Consigna 1
Resume en dos oraciones el texto sobre Elizabeth Schön.
Consigna 2
Copia el fragmento del texto sobre Elizabeth Schön que comienza en "Un espacio colmado" y termina en "vida como poeta?".
Consigna 3
Prosigue el texto sobre Elizabeth Schön a partir del punto en que se detiene.

Texto mostrado
————————
Visitar la casa de Elizabeth Schön es entrar en contacto con el pasado caraqueño. De esta manera, ese tiempo frágil cobra fuerzas en ese espacio que le da la espalda al caos de la ciudad y a través de la voz afable y la ecuanimidad de quien ha recorrido, quizá un poco en silencio, la historia de un país que poco a poco ha ido quedando renegado al olvido. Comenzó a escribir en el año 41. “Fue de una manera muy natural, por una carta que le escribí a mi padre y lo convencí de algo. Por eso empecé a escribir. Aunque, pensándolo bien, pienso que desde que nací escribí en mi imaginación. Cuando yo veía algo, o soñaba con eso, empezaba a pensar, como cuando vi el aeroplano de Lindbergh, sentí que era como un pájaro, que podía ser también una araña, porque no estaba distanciado de mí el cielo de la tierra. Esas son las vivencias que en el fondo lo forman a uno, son las vivencias que construyen el libro, que nace como nace un árbol, un río o una fuente. Escribir se me dio porque fue una situación de seguridad para mí ver que, a través de la palabra, yo podía dar lo que siempre imaginaba, la imaginación siempre unida al pensamiento porque el pensar, aunque sea grande, necesita de la imaginación. Su vida ha estado marcada de encuentros fortuitos, como el de su marido, a quien tuvo presente desde muy niña cuando lo escuchó por vez primera en la radio: “Por eso yo creo más en la sorpresa que en lo que uno planea, como creo también que lo más importante de escribir no está tanto en el libro como en el lector, es él quien le da vida al libro, que es pacífico. Cuando cae en manos de un lector, se constituye en río, en fruto para el lector y vive.”

Un espacio colmado de memorias
Nacida hace 80 años entre las esquinas de Balconcito a Truco, la escritora rememora también los momentos difíciles, como cuando perdió a su madre: “Fue una sorpresa porque yo estaba en una fiesta cuando vinieron a decirme que mi madre había muerto. A mí todo se me da así en la vida, por eso vivo asombrada frente a lo real, porque siempre es distinto y si no aprecias lo real y no llegas a lo hondo de lo real, no descubres lo otro. El problema es que siempre nos quedamos con la superficie y no penetramos, como cuando se penetra en el mar o en un viaje, porque en lo real está lo que buscamos”.

―Su casa, ¿qué recuerdos importantes atesora, qué experiencias de las que se haya nutrido su vida como poeta?
————————
Material proporcionado
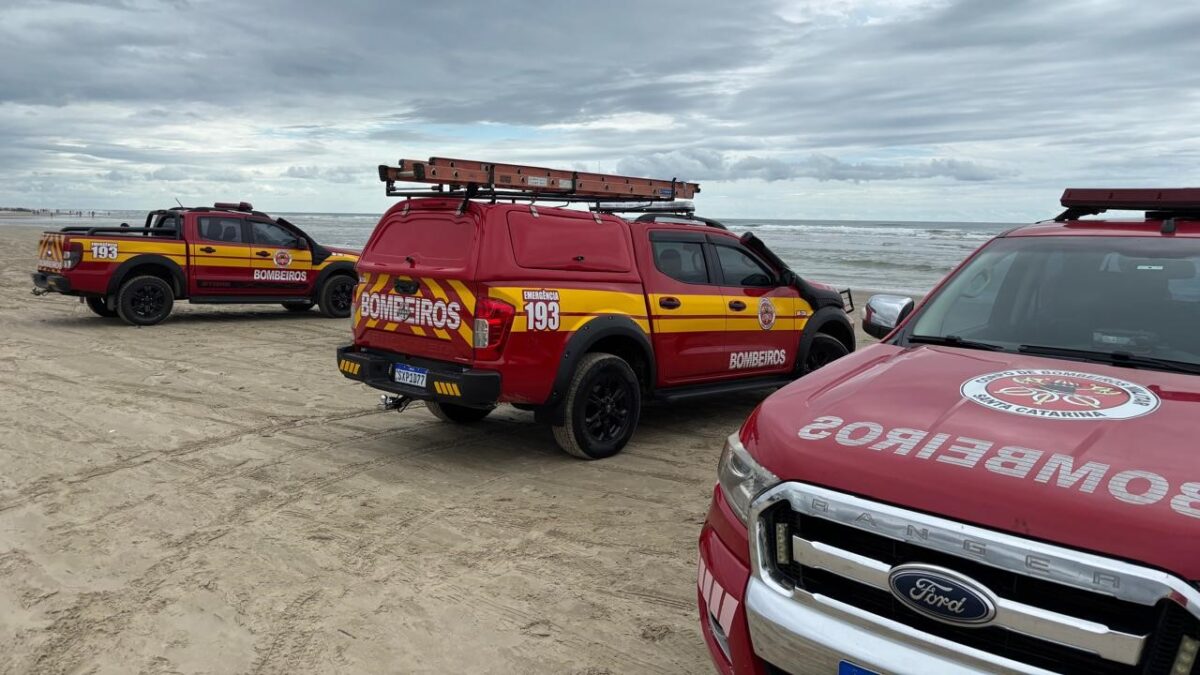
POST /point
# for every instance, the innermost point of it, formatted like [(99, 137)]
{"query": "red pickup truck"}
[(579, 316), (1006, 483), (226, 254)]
————————
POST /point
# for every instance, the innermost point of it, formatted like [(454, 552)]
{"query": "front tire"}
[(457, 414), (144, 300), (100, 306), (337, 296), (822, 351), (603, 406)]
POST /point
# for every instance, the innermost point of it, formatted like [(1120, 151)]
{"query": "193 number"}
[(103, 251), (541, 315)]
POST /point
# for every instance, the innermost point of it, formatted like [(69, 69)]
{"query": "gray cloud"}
————————
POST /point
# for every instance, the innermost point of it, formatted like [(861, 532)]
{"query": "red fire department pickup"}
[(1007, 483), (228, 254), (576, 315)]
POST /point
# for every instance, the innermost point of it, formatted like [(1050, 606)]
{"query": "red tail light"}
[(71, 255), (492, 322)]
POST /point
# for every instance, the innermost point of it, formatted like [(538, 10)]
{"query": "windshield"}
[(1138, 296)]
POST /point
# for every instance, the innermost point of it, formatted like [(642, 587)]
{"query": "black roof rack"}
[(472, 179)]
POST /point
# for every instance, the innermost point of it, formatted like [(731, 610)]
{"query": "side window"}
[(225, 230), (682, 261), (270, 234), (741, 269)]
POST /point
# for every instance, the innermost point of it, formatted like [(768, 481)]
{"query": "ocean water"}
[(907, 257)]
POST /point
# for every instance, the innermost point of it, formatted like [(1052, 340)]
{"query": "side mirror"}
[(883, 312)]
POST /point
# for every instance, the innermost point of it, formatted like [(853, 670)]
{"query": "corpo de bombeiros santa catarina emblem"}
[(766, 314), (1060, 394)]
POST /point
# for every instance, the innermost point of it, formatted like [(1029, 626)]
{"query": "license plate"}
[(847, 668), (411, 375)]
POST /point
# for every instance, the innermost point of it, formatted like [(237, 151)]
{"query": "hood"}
————————
Respuesta 1
Elizabeth Schön, en cuya casa cobra fuerza el pasado caraqueño, comenzó a escribir en el año 41 a raíz de una carta a su padre, aunque piensa que desde que nació escribía en su imaginación, siempre unida al pensamiento. Recuerda encuentros fortuitos, como el de su marido, y momentos difíciles, como la muerte de su madre, y afirma que cree más en la sorpresa que en lo planeado y que es el lector quien da vida al libro.

Respuesta 2
Un espacio colmado de memorias
Nacida hace 80 años entre las esquinas de Balconcito a Truco, la escritora rememora también los momentos difíciles, como cuando perdió a su madre: “Fue una sorpresa porque yo estaba en una fiesta cuando vinieron a decirme que mi madre había muerto. A mí todo se me da así en la vida, por eso vivo asombrada frente a lo real, porque siempre es distinto y si no aprecias lo real y no llegas a lo hondo de lo real, no descubres lo otro. El problema es que siempre nos quedamos con la superficie y no penetramos, como cuando se penetra en el mar o en un viaje, porque en lo real está lo que buscamos”.

―Su casa, ¿qué recuerdos importantes atesora, qué experiencias de las que se haya nutrido su vida como poeta?

Respuesta 3
―Bueno, la importancia de una casa está en la manera como una la trata, en la vinculación que existe entre la casa y tú misma. Esa unión de la casa contigo es lo que va a originar que ella sea grata y que retenga muchas memorias. Una vez vinieron unos espiritistas y dijeron que esta casa estaba poblada de gente. ¡Claro!, y cómo no va a estar poblada de gente. Y ellos decían, “Pero es que son muertos”, y yo les respondí que por qué no, que cuál es el problema si está poblada de memorias de gente que ha desaparecido: la memoria de Ida y Elsa Gramcko, la de Carlos Eduardo Puche, la de Alejandro Otero, la de Guillent Pérez, porque ellos vivían metidos en esta casa. Hay otros que no se han ido, como Mercedes Pardo, su presencia está aquí en sus cuadros y Elisa Lerner, mi gran amiga a quien siempre he admirado muchísimo. Entonces, una casa se hace de acuerdo a las necesidades y al amor que uno sienta por las cosas. La mía es sencilla, sin lujos, pero todo lo que ves aquí ha sido puesto con intensidad, con respeto y amor a los que te lo dieron. Y conservo los árboles, porque fue en Puerto Cabello donde aprendí a ver el mar, el río, y a sentir la naturaleza, que me parece extraordinaria. Entre Alfredo, que era un creador y un hombre inteligentísimo como no he visto a nadie ―todo lo que ves aquí es hecho por él― y yo, pudimos hacer algo. Para mí esta casa está cargada de vida.

―¿Como se convierte esa ausencia en libro, en palabra?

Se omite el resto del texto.